• EXERCISE SET:
• a. From the Mariners pitching article, extract everything from "The Mariners certainly" down to "injuries they suffered.".
• b. Please continue the Mariners pitching article from the point where it stops.

• EXCERPT PROVIDED:
BEGIN

Servais said they have an innings threshold in mind, as expected, but he didn’t want to divulge the number.

“I’m not going to give you the number I’ll look at, but yeah, there is a number,” Servais said.

But expect the Mariners to adjust their rotation a few times after the All-Star break, which runs July 16-19. They also have two off days to use in first week after they come out of it.

“If you can get them 10 days, 12 days off without pitching, that usually really helps,” Servais said. “And then we can take a look at when we go through things in August — might be a situation where it might be good for us to plug a sixth starter in there, just to give guys an extra day or two extra days. We’re actually kicking a bunch of those ideas around right now.”

He said their number could change based on eye test, but not much.

“Because things can creep up on you in a hurry,” Servais said. “All the sudden they go out there and stuff is ticking down or is not as crisp or sharp. Not executing pitches and the command gets a little bit off — that can show up. We want to stay out ahead of it and be proactive instead of reactive on that type of stuff and that’s why we’re looking at it now.

“Every one of these guys probably needs a bit of a blow. Mike Leake has been very good recently, but if you can get that extra rest period in there it usually helps them out.”

The Mariners certainly aren’t the only team looking at these formulas and innings thresholds, even if each club varies in their approach.

But maybe the Mariners will gauge it more intently considering their history. They went through 40 pitchers last year and tied a major league record in that regard because of all the injuries they suffered.

Felix Hernandez went eight consecutive seasons pitching at least 200 innings, but he threw 86 2/3 innings after two stints on the disabled list last year. Entering his start on Saturday against the Kansas City Royals, Hernandez had thrown 95 1/3 innings this season.

“Absolutely,” Servais said when asked if Hernandez has an innings threshold. “You have to look at all of the guys.”

After all those struggles to get starters deeper into games, the Mariners’ starting pitchers now have the third-most innings pitched in the major leagues, just behind the Houston Astros and Cleveland Indians.

Since May 8, the day James Paxton tossed his no-hitter against the Toronto Blue Jays, Mariners starters have pitched more innings than any team in baseball, and it’s not even close. They’ve thrown 312 innings in that span and the Indians are next in line, having thrown 291 1/3 innings.

END

Image-grounded pointing data
BEGIN

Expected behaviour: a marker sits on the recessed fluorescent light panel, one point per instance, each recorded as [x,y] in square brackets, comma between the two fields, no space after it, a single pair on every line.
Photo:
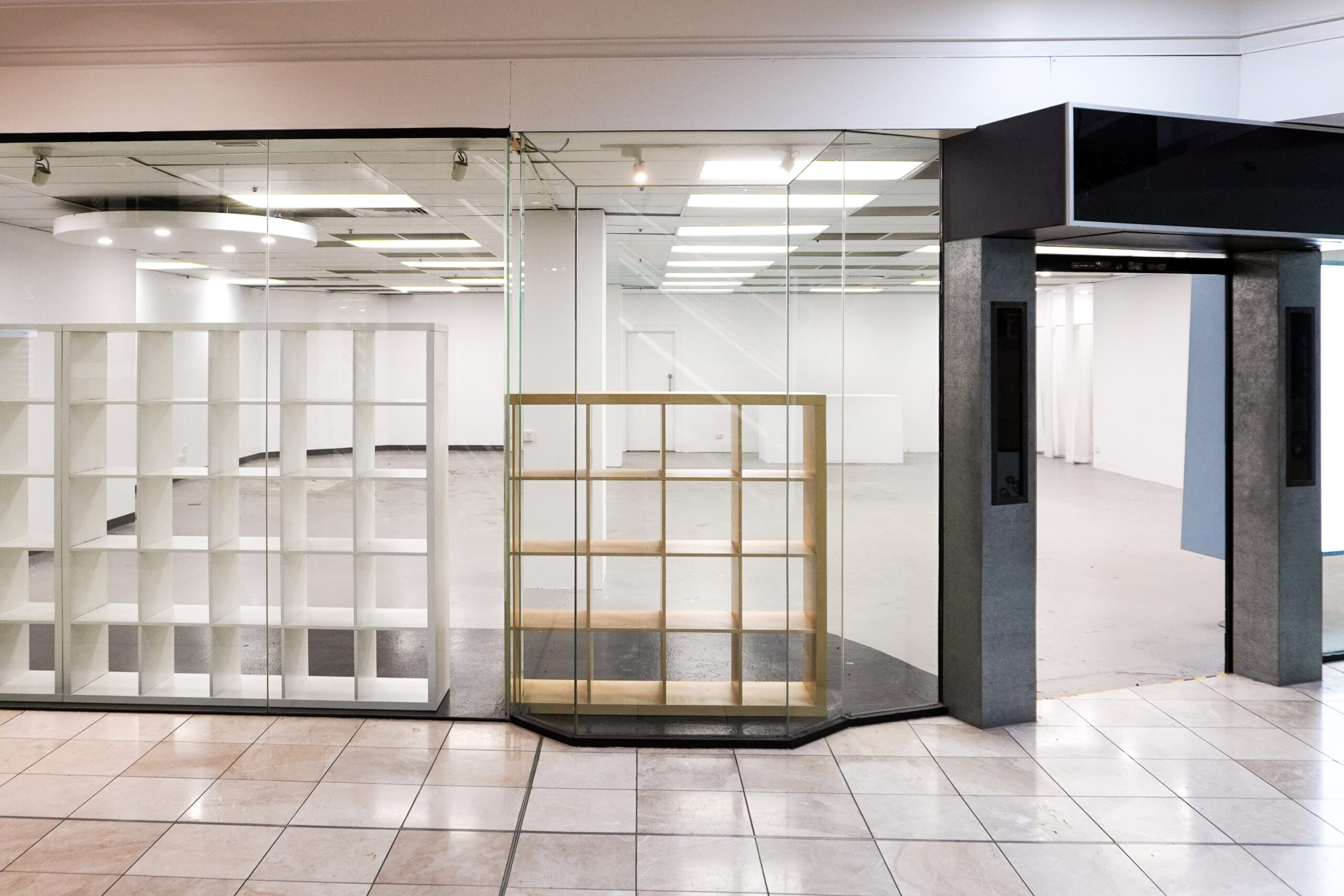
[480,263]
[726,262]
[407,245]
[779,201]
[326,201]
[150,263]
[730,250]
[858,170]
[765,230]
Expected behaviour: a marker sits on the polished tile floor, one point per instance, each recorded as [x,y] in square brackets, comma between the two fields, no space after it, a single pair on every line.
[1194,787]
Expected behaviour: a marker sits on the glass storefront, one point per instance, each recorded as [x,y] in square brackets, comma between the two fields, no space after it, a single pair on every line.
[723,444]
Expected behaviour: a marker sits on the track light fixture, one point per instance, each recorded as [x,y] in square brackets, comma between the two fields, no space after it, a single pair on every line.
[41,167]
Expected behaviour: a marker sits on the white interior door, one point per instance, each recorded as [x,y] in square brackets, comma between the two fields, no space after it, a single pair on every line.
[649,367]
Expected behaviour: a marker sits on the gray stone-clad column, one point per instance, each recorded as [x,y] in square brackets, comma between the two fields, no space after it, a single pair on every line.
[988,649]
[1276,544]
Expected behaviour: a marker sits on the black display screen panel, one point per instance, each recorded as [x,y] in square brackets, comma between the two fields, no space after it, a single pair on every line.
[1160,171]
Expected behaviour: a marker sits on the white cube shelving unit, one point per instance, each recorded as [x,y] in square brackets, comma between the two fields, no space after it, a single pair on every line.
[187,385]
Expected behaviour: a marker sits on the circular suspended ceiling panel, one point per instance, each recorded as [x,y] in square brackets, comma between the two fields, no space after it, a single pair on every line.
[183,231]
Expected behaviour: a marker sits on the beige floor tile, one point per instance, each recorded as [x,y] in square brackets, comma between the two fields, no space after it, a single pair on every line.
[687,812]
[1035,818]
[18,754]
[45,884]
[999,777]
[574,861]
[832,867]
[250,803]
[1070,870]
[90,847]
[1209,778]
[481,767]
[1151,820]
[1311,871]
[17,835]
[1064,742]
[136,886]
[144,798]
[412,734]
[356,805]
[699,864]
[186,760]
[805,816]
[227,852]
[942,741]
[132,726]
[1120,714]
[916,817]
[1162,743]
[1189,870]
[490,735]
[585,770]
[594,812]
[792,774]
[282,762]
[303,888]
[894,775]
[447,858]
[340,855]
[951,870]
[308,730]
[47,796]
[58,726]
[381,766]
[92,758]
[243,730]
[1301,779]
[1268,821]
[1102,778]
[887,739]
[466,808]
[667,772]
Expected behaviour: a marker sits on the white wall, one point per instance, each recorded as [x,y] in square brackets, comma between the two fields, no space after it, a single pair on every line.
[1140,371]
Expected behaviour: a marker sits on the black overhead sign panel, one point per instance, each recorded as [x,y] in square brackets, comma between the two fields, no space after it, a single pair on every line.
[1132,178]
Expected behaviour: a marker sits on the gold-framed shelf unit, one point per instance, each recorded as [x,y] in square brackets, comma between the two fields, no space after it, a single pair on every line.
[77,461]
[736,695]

END

• ACTIVITY ANSWERS:
• a.
The Mariners certainly aren’t the only team looking at these formulas and innings thresholds, even if each club varies in their approach.

But maybe the Mariners will gauge it more intently considering their history. They went through 40 pitchers last year and tied a major league record in that regard because of all the injuries they suffered.

• b.
That had the Mariners entering Saturday with three pitchers who have all thrown at least 100 innings — Leake (107 2/3), Paxton (103 2/3) and Gonzales (100 1/3). The Mariners had only three starters pass the 100-inning threshold all of last season — Ariel Miranda (160), Paxton (136) and Yovanni Gallardo (130 2/3).

Keep in mind — the Mariners had done all of this all before the calendar turned to July, which should say how beleaguered the Mariners’ pitching staff was with injuries last season.

As Servais said, they could add a sixth starter to the rotation to preserve the staff, and they have options both in house, Triple-A Tacoma and they’ve been linked to some starting pitchers in trade talks, including most recently MLB.com’s Jon Morosi saying they were “in dialogue” with the Texas Rangers about veteran left-hander Cole Hamels.

Right-hander Erasmo Ramirez was projected to open the season in the Mariners’ rotation and pitched two outings before heading to the disabled list with a right Teres Major strain. He was scheduled to toss a bullpen session either this weekend or early next week, Servais said.

They also have converted starter, left-hander Roenis Elias, in their bullpen currently, while right-hander Christian Bergman and lefty Ariel Miranda have each made spot starts out of Triple-A Tacoma with the Mariners this season. Righty Rob Whalen earlier this month was called up to pitch out of their bullpen.

They certainly have options when the time comes.

The difficult part will be actually executing that, resting one of their current starters instead of letting them run.

“It is,” Servais said. “But when they hit the wall and all the sudden you have to go a different direction with that or somebody comes up sore or whatever, that becomes a problem. You want to be out ahead of it. You would rather be there than on the backside.”